### Your instructions
After reading the listing below, copy it out exactly.

### Given records
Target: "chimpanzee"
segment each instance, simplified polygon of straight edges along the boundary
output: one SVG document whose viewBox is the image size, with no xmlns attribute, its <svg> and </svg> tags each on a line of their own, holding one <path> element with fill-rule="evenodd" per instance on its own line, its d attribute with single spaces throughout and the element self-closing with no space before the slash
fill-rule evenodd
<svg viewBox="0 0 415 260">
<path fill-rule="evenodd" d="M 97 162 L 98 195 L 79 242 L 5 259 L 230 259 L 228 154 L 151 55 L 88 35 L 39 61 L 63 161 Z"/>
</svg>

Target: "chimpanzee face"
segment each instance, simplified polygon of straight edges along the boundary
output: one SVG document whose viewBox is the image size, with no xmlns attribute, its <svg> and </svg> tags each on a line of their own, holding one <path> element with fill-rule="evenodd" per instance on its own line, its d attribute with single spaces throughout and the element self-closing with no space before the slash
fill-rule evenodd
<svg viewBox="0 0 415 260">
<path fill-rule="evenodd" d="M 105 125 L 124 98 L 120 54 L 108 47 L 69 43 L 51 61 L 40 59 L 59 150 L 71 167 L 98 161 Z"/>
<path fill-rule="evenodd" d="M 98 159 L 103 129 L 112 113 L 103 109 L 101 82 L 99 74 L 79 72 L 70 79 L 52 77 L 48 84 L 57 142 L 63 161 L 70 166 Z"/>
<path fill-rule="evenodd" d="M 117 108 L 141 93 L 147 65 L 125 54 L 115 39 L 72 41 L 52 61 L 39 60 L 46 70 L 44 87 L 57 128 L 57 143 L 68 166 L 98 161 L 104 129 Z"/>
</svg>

### Output of the task
Target: "chimpanzee"
segment each instance, simplified polygon of straight edges along the boundary
output: one SVG document whose viewBox is the image size, with no xmlns attribute, its <svg> and </svg> tags each on a line of their own, holding one <path> element with fill-rule="evenodd" per instance on its own line, its d attribute with single spaces throughout and the element self-closing with no space before the slash
fill-rule evenodd
<svg viewBox="0 0 415 260">
<path fill-rule="evenodd" d="M 97 162 L 98 195 L 79 242 L 5 259 L 230 259 L 228 154 L 151 55 L 88 35 L 39 61 L 63 161 Z"/>
</svg>

Target: "chimpanzee face"
segment each instance, simplified polygon of straight edges along the boundary
output: one SVG document whose viewBox is the image size, with no xmlns attribute, its <svg> and </svg> tags each on a line of their own, holding one <path> element with fill-rule="evenodd" per instance on its own line, its d attribute with single spaces throughout and the element self-closing with no space before the slash
fill-rule evenodd
<svg viewBox="0 0 415 260">
<path fill-rule="evenodd" d="M 105 125 L 124 98 L 120 54 L 108 47 L 69 43 L 51 61 L 40 59 L 59 150 L 71 167 L 98 161 Z"/>
<path fill-rule="evenodd" d="M 98 159 L 103 129 L 112 113 L 103 109 L 101 82 L 99 74 L 79 72 L 70 79 L 52 77 L 48 84 L 57 142 L 63 161 L 70 166 Z"/>
<path fill-rule="evenodd" d="M 117 108 L 141 93 L 147 65 L 125 54 L 115 39 L 72 41 L 52 61 L 39 60 L 46 70 L 44 87 L 57 128 L 57 143 L 68 166 L 98 161 L 104 129 Z"/>
</svg>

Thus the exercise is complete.